▸ **Material**

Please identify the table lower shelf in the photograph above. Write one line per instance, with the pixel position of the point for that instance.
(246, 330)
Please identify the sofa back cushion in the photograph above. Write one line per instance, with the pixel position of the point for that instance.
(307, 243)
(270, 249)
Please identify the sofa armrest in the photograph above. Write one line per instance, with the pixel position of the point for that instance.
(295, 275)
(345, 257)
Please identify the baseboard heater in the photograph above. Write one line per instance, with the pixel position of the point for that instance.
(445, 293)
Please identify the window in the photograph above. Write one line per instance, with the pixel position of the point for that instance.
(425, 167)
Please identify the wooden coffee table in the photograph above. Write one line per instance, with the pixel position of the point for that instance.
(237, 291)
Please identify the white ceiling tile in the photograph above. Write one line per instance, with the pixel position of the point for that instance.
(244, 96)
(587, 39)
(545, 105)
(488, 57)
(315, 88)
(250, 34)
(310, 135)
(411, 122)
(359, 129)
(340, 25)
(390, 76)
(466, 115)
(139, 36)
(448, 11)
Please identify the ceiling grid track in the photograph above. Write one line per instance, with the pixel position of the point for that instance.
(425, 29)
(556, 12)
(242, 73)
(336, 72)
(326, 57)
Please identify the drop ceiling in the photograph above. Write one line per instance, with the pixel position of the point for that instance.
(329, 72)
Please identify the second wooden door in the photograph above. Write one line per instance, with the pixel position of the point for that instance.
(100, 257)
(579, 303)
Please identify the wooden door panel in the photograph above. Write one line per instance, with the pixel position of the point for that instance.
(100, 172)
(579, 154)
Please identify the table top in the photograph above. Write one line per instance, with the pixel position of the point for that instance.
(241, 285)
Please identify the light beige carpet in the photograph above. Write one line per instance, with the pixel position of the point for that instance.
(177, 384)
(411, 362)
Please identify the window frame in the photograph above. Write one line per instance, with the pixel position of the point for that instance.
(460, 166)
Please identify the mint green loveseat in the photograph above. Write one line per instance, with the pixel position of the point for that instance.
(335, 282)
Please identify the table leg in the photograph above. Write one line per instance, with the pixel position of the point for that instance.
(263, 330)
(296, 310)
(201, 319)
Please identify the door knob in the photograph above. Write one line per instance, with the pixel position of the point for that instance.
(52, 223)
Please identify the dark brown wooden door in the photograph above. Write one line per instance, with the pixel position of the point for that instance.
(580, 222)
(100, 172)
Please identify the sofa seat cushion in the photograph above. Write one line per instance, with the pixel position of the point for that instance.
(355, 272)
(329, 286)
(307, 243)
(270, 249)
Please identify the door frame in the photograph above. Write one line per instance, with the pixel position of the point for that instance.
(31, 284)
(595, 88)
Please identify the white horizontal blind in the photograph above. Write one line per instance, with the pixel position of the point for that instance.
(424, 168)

▸ **Task**
Exact repetition is required for the lines from the one that contains "Please identify the dark" through the final line; leave out everything else.

▸ **Solution**
Please identify the dark brown wooden door in the photograph above. Write one line per instance, with the pixel position of the point for that instance.
(580, 222)
(100, 172)
Please identify the sofa seat cushion in the photograph above. Write one line per instance, with the pixel position of the point for that instance.
(355, 272)
(329, 286)
(307, 243)
(270, 249)
Please identify the door frame in the photograph above. Write one line per instance, with the pixel position of the point for that instance.
(31, 284)
(595, 88)
Please identify the white horizontal blind in the photograph above. Write one line per instance, with the pixel position of the point for that instance.
(424, 168)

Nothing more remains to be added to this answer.